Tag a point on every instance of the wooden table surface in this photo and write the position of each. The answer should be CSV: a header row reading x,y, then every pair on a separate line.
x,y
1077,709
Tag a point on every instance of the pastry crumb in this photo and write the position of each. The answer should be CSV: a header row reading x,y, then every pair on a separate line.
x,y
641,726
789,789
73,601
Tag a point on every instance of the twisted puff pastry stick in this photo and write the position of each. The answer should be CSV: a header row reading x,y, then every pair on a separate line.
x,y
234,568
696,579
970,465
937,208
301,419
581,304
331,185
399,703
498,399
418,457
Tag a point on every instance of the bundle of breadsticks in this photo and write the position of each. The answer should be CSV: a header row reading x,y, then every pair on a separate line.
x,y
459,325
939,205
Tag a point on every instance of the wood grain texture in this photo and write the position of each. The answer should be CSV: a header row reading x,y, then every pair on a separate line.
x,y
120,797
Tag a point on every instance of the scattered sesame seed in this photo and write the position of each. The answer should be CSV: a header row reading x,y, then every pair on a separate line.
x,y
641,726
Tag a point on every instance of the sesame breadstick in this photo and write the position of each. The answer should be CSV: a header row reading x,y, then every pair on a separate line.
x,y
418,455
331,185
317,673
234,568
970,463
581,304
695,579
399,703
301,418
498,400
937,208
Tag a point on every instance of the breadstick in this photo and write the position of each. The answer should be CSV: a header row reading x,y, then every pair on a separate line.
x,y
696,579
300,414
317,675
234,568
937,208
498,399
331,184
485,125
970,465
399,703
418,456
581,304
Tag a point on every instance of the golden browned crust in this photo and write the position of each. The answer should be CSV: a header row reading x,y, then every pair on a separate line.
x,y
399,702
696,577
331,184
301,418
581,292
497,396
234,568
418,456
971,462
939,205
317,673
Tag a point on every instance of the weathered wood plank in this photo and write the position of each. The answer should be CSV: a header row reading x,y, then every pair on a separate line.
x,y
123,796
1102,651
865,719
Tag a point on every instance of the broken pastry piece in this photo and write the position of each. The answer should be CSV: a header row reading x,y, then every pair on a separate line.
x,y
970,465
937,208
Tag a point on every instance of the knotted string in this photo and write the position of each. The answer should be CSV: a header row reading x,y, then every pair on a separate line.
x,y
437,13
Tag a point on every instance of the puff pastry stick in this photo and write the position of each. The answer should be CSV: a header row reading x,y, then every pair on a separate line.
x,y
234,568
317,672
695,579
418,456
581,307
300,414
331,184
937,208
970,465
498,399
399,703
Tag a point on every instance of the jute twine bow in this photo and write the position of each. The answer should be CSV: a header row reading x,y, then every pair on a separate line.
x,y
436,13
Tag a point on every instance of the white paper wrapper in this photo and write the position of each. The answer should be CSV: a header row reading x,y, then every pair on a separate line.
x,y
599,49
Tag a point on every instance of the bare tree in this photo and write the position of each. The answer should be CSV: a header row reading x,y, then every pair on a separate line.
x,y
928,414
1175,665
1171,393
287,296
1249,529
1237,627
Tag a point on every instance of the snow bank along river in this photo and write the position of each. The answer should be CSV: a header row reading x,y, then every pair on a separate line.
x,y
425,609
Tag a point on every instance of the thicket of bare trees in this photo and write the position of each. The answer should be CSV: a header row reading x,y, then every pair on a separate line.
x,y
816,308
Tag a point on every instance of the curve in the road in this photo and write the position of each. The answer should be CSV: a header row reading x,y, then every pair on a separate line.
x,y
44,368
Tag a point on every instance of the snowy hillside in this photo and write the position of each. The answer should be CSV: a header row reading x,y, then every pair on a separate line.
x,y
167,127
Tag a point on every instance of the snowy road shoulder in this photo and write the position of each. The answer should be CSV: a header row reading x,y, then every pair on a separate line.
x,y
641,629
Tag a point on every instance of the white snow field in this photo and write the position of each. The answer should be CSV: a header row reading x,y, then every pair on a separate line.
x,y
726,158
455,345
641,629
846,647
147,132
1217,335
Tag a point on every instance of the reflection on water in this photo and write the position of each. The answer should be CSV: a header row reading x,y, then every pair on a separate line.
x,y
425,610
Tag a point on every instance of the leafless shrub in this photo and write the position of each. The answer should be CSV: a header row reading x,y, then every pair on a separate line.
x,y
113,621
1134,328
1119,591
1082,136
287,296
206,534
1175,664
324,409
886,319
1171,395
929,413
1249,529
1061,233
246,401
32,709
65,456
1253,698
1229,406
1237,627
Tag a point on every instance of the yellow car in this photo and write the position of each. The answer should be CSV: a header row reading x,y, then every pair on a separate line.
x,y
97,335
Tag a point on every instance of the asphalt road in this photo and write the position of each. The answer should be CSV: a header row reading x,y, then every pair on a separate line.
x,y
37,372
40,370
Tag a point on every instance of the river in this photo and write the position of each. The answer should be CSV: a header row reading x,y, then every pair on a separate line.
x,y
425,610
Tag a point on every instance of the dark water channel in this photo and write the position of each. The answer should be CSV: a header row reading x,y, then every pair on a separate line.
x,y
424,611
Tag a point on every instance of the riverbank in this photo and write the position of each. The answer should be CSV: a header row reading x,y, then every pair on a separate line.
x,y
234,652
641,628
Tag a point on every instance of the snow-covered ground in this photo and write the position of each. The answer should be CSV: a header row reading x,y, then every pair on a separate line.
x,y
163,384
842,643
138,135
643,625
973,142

● ● ●

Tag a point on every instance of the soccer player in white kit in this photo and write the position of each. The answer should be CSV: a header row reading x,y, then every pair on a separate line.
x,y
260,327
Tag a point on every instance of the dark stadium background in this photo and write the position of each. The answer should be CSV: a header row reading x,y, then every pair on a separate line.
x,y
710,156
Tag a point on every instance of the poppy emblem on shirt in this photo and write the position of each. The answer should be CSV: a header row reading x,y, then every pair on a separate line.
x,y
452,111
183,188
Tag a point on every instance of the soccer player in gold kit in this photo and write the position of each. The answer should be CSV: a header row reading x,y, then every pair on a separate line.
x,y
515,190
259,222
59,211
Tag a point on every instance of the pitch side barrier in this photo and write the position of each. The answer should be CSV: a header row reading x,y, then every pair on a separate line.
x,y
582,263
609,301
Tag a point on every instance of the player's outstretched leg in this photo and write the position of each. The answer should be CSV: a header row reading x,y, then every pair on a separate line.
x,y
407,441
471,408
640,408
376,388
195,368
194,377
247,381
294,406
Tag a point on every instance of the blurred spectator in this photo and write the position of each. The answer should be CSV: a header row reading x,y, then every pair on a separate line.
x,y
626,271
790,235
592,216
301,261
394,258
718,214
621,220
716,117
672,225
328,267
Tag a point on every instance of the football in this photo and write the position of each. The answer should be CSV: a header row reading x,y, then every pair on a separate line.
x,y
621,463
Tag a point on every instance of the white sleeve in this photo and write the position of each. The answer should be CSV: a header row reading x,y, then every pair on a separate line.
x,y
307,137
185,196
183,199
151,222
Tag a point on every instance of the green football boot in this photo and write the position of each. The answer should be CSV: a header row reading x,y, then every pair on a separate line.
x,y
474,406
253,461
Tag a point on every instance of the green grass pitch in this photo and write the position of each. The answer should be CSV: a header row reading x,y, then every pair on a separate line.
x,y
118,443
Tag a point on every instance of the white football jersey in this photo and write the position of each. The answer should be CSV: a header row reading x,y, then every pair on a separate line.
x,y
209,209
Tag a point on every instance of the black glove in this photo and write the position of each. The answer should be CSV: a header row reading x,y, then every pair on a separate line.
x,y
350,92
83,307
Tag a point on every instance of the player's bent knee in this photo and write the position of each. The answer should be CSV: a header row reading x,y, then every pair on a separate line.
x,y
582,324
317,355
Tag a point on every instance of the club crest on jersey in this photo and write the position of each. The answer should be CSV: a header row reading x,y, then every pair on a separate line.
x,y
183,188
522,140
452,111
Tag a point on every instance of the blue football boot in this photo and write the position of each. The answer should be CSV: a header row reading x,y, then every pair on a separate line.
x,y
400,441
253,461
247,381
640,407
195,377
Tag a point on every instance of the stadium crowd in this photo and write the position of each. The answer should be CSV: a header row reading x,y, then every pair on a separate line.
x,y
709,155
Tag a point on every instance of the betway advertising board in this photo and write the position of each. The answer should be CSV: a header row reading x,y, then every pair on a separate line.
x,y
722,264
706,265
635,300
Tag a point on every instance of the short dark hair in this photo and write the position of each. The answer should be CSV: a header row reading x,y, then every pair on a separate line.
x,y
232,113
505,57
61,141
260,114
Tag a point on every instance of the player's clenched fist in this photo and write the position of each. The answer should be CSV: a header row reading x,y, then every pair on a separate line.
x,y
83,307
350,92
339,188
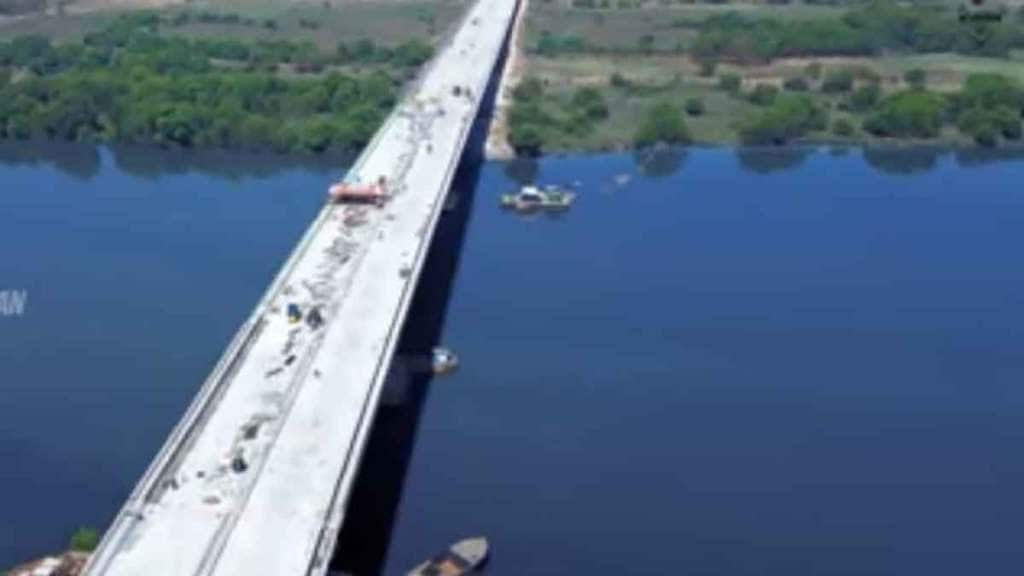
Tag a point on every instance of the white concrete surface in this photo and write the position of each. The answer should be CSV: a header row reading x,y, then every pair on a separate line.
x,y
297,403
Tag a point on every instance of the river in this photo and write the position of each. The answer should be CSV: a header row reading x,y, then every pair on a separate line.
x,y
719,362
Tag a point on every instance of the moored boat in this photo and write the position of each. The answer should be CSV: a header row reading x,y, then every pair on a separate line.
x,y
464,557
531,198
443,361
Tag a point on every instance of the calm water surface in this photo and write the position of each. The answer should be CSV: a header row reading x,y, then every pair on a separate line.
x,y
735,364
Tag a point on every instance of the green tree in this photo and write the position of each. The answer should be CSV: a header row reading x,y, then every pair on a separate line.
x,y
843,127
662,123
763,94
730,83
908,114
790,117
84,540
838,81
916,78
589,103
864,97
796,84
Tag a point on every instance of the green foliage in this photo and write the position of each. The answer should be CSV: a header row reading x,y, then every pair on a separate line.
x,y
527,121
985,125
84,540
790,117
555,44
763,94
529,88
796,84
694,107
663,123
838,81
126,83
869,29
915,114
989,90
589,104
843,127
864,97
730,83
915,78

● ● ●

> [Task to complete]:
Can you pick out every line in the items above that contains the word "surface" and copy each one in full?

> [Reply to the task]:
Tag a point on every instance of the wooden table surface in this photo and write the position of each. The answer should be CSV: a header row reading x,y, then every pair on a separate line.
Tag a point on every instance of the white concrete surface in this photo and write the position of each. The answer should be CSV: a header row reading x,y, then every pair on a separate line.
Tag a point on every instance of the calm water surface in this photo and write the position of each. The answer should be CSV: a header row reading x,y, then every pair on a separate line.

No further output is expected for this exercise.